_What to do_
Omit the pictures and output every entry below exactly as written.

Referring expression data

--------------------------------------------------

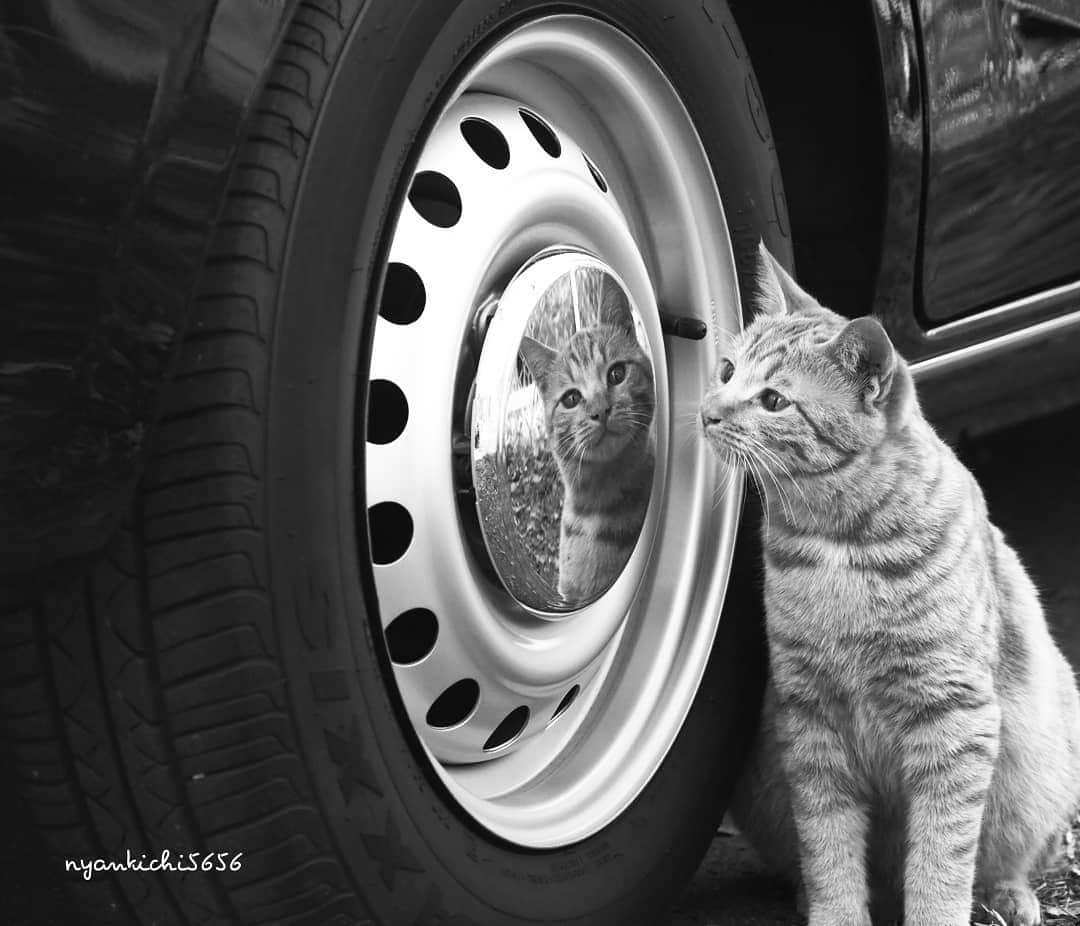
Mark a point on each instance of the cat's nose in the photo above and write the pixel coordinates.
(601, 413)
(712, 412)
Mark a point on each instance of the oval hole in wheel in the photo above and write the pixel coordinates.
(542, 132)
(455, 706)
(487, 142)
(597, 176)
(412, 635)
(391, 528)
(509, 729)
(435, 198)
(387, 412)
(568, 699)
(403, 295)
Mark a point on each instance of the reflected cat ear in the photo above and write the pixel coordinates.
(863, 350)
(778, 292)
(539, 359)
(615, 308)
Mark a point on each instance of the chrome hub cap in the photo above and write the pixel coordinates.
(565, 147)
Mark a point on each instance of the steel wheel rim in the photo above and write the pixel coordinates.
(628, 149)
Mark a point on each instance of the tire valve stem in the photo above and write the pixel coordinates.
(461, 454)
(683, 326)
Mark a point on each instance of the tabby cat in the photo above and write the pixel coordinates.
(598, 405)
(921, 729)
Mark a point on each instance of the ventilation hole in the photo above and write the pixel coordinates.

--------------------------------------------------

_Response box_
Mark a point on each instance of the cat's nose in the photo above and write the pixel coordinates.
(601, 413)
(712, 412)
Mark a point on each instance of the oval hole in wheel in the photo above and write the pixel coordinates.
(542, 132)
(455, 706)
(487, 142)
(597, 176)
(412, 635)
(391, 528)
(509, 729)
(435, 198)
(387, 412)
(568, 699)
(403, 295)
Mark a point on each instance of the reflected cat ear in the photo above and write the pixel coordinates.
(863, 350)
(778, 292)
(539, 359)
(615, 308)
Mark a point on each instance of the chrome hub cap in the photo above and write the pixel coordinates.
(565, 147)
Mark a point on each instance of the steel wheel rim in the photo above and write the pixel coordinates.
(628, 149)
Mark a point on each instance of the tire valve stem in the photo above and write the pixel coordinates.
(461, 454)
(683, 326)
Mark a point on each instance of the tabby cat in the photo above and write the pixel coordinates.
(598, 405)
(921, 729)
Mark a point on each instance of the ventilation hole in the photo above and write the pixel coordinates.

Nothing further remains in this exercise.